Collect every line below that contains the word "coat". Case counts, so match capitals and lowercase letters precisely.

» THE RECORDS:
● ● ● ● ● ● ●

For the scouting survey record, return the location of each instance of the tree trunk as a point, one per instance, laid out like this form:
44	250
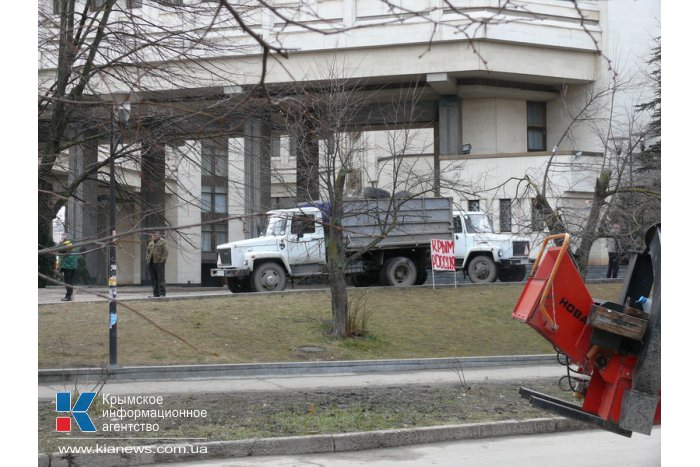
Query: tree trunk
589	234
336	259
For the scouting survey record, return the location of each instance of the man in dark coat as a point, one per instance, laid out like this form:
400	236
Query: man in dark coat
156	255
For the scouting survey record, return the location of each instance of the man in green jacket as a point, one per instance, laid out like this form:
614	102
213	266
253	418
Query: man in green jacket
156	255
67	263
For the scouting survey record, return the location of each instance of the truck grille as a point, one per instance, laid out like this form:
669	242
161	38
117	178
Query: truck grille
521	248
225	257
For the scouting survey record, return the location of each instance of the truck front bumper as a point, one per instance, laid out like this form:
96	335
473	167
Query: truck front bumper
229	272
517	261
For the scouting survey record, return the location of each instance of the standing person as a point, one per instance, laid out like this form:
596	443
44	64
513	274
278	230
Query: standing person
614	250
156	255
67	263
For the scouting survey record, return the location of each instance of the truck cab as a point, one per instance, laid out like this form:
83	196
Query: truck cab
292	244
484	255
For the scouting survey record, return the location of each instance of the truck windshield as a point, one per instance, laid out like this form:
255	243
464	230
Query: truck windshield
479	223
275	226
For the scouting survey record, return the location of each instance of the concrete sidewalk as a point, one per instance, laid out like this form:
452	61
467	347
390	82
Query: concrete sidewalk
312	381
325	443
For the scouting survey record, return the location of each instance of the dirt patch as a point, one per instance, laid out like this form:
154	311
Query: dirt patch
271	414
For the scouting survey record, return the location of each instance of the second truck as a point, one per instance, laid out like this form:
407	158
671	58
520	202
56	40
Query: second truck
293	245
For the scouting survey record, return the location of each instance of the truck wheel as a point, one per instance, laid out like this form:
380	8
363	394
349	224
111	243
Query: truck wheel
512	274
269	277
399	272
237	286
422	276
481	270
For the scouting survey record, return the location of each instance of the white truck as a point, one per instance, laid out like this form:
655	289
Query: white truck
485	256
293	245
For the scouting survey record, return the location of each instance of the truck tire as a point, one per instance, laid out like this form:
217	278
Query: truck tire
238	286
481	270
399	271
269	277
422	276
512	274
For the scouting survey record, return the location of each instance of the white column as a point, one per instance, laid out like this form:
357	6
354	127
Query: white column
183	208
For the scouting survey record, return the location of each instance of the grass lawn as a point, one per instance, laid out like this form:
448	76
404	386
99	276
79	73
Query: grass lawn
256	328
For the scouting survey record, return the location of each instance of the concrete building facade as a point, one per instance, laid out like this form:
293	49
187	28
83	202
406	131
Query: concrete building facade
500	78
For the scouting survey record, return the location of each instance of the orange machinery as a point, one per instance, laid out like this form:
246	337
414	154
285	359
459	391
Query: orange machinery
612	350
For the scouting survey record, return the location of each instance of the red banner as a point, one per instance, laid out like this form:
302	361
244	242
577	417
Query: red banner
442	253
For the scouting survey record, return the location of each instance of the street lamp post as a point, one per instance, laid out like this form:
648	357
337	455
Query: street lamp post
120	115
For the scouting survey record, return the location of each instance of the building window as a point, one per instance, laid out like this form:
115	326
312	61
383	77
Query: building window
505	217
214	160
214	199
213	235
537	219
536	126
97	4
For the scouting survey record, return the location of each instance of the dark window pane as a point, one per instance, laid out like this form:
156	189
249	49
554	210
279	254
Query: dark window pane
505	215
535	140
536	126
535	114
537	221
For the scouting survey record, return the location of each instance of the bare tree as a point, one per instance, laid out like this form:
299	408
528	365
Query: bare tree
621	134
331	168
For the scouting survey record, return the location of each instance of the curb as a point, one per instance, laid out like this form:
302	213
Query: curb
317	443
175	372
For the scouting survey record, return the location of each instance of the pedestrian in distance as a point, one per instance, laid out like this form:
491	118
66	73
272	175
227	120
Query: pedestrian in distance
156	256
67	263
614	252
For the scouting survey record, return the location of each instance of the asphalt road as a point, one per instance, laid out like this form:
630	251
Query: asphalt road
54	294
571	449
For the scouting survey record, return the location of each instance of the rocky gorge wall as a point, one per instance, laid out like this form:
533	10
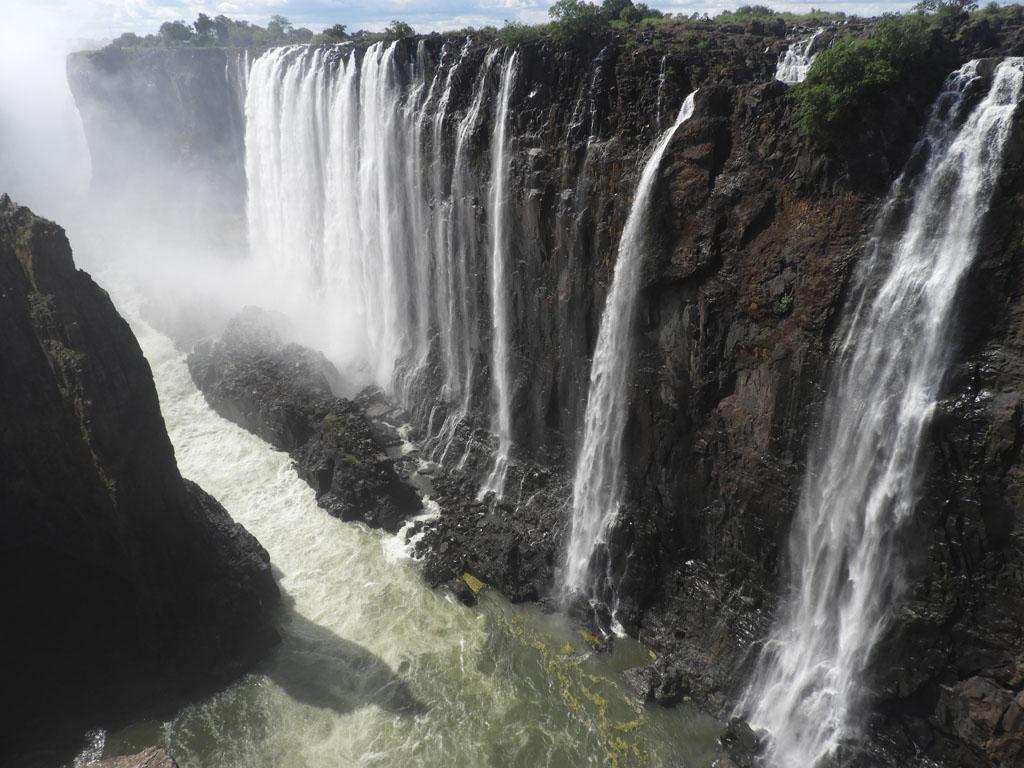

● ● ● ● ● ● ●

» REPLY:
For the scouting survey record, return the location of each instance of the man in dark coat as a point, one per instance, laid out like this form:
Query: man in dark coat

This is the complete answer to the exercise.